* **Problem requirements**:
What you give back should match the records word for word.

Excerpts from a dataset
------------------------------
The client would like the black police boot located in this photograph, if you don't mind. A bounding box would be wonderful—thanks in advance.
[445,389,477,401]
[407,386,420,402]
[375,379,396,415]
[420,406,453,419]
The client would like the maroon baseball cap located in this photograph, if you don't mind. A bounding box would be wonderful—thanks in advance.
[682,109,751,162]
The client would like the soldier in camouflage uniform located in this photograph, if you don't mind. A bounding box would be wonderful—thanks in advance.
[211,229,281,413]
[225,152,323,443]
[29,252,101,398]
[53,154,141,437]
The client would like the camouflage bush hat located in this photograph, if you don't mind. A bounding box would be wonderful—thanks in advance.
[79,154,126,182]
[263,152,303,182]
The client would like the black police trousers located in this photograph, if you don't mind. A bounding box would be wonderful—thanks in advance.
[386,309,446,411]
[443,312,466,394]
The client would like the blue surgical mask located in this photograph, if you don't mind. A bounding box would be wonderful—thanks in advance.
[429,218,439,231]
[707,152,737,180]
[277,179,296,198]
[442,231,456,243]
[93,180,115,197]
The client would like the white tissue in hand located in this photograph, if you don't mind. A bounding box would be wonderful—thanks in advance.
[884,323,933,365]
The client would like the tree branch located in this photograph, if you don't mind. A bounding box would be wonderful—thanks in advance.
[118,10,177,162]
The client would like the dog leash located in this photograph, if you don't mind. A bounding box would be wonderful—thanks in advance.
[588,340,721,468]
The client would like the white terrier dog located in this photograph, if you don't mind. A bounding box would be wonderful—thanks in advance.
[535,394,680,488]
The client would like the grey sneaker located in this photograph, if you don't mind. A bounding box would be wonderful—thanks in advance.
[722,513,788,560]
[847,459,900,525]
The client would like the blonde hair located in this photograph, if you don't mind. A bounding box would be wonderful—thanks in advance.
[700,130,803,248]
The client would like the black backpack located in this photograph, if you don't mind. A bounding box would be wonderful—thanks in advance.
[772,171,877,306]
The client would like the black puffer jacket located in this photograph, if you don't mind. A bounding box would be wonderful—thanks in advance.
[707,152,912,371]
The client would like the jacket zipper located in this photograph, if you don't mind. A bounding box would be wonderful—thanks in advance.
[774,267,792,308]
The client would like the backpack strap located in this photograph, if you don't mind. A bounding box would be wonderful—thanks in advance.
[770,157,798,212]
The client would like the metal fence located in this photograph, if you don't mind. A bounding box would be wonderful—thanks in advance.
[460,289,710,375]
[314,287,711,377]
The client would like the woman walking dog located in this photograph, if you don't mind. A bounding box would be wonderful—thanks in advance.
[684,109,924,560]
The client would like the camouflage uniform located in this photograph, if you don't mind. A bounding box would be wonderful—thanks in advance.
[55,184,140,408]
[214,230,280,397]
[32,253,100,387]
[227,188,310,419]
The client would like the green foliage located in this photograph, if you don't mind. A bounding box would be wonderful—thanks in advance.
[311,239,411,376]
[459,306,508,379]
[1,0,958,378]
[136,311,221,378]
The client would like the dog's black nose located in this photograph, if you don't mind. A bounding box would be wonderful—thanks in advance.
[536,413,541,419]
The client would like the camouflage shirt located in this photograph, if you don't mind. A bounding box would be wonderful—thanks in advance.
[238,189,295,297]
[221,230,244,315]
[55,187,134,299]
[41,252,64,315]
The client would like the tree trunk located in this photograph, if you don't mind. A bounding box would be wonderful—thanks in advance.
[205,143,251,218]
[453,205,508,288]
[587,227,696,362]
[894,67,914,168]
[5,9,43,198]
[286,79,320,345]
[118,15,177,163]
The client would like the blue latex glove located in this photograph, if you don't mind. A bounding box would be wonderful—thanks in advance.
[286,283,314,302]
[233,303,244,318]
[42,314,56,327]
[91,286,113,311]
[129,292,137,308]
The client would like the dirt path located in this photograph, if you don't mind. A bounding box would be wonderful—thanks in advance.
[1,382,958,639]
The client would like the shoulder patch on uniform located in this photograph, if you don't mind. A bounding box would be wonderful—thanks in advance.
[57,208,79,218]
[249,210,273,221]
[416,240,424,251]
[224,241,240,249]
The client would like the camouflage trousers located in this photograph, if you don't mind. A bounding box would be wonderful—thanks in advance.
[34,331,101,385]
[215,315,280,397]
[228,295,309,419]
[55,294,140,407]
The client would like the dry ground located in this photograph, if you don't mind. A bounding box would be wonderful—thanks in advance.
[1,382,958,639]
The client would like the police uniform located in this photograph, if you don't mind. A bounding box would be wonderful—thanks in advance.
------------------------------
* **Solution below**:
The client would like the black police boot located in this photograph, if you don't mind. A bounding box would be wonderful—thanks in advance.
[445,389,477,401]
[407,386,420,402]
[375,379,396,415]
[420,406,453,419]
The client would like the maroon baseball cap located in this photograph, if you don't mind. A bounding box would be wonderful—thanks in advance.
[682,109,751,162]
The client would like the soldier in camouflage uniform located in this photograph, if you don't mind. A bounding box would be wonderful—thanks in advance.
[211,229,281,413]
[225,152,323,443]
[29,252,101,398]
[53,154,141,437]
The client would like the camouflage bush hat located in this photograph, if you don't mind. A bounding box would be wonderful—thanks in advance.
[79,154,126,182]
[263,152,303,182]
The client would like the black police trousers located in this photograph, if you don't mind. A bounding box would be wonderful—thanks in advance.
[386,309,446,411]
[443,312,466,394]
The client would like the blue surgical mask located in this photograph, if you don't mind. A bounding box would be wonderful—thanks in advance.
[429,218,439,231]
[707,152,737,180]
[277,179,296,198]
[442,231,456,243]
[93,180,115,197]
The client would like the white tissue in hand located in this photograph, if you don't mind. A bounding box would be wonderful—thanks in advance.
[884,323,933,365]
The client would like the tree branch located in this photograph, if you don't mind. A bounding box would be wonderful—thanks in advance.
[118,10,177,162]
The client would like the dog leash located in this photograph, if you don't mind. A bounding box would be wonderful—thanks in advance.
[588,340,721,468]
The client would like the white terrier dog located in this photograph, if you don't mind. A bounding box would be wonderful—thanks in advance.
[535,394,680,488]
The client would like the grey sneaker located in this photograph, if you don't mind. A bounding box would be wonderful—thanks in advance.
[722,513,788,560]
[847,459,900,525]
The client would like the blonde hair located in this photograph, if you don't mind. A bounding box would be wonderful—thanks in advance.
[700,130,803,248]
The client would like the black backpack located in this photograph, if you don't mind. A bounding box would be wonderful—thanks in advance.
[772,171,877,306]
The client would like the black puffer jacket located in this photograph, if you don't mind. A bounding box would be wonderful—thanks in advance.
[707,152,912,371]
The client would like the jacket zipper located in this photograph, if you don't mind. A bounding box would be wonderful—thanks in advance.
[774,267,792,308]
The client would like the backpack strap located in this photograph, if you don't mind. A bounding box would be wonderful—thanks in advance.
[770,157,798,212]
The client would like the metal fence located in this photograph, if you don't mind. A bounding box would be wonderful—thanks in advance.
[460,289,710,375]
[314,287,711,377]
The client would like the woman walking dog located in this photograph, if you don't mind. A bounding box would be wonderful—thanks in advance.
[684,109,924,560]
The client would like the camouflage uniform located in this photograph, if you don't mind. A bounding box would be wonderful—thanks in advance.
[55,184,140,408]
[214,230,280,397]
[32,253,100,387]
[227,188,310,419]
The client would like the green foliage located in this photograph, if you don't mind. A bounding box would be wonderful—thanks in advance.
[311,239,411,376]
[459,306,508,379]
[1,0,958,378]
[136,311,221,378]
The client would like the dog's black nose located in this photograph, if you don't mind. A bounding box would be wonderful—thanks in advance.
[536,413,541,419]
The client would like the camouflage shirt located in this photograph, if you don't mind. A bounding box would be wonderful—thanks in advance.
[238,189,295,297]
[221,230,244,315]
[55,187,134,299]
[41,252,64,315]
The client would like the tree trunk located in this photograph, if you don't mind. A bounding box would be wonderful—thanks in advance.
[205,143,251,218]
[453,205,508,288]
[587,227,696,362]
[894,67,914,168]
[5,9,43,198]
[286,79,320,345]
[118,15,177,163]
The client would like the blue latex glove located in this photograph, if you don't mind. A bounding box would be wonderful—thanks in advance.
[286,283,314,302]
[233,303,244,318]
[42,314,56,327]
[91,286,113,311]
[129,292,137,308]
The client would like the dirt path located in this photograph, if you don't mind. A bounding box would be wonderful—thanks in advance.
[1,382,958,639]
The client would like the shoulder patch on uniform located in this photograph, if you don't mind. A bounding box would be wonderful—thanks in advance.
[57,208,79,218]
[249,210,273,221]
[416,240,424,251]
[224,241,240,249]
The client would like the camouflage trousers located in this photograph, if you don't mind. A bounding box would be wonderful—thanks in advance.
[34,331,101,385]
[215,315,280,397]
[228,295,309,419]
[55,294,140,407]
The client would like the dry ground located in this photograph, if you don't mind. A bounding box would be wonderful—thanks in advance.
[1,382,958,639]
The client would like the police uniform located in this photograph, if you don't mind. A bounding box would be wonderful—thanks in advance.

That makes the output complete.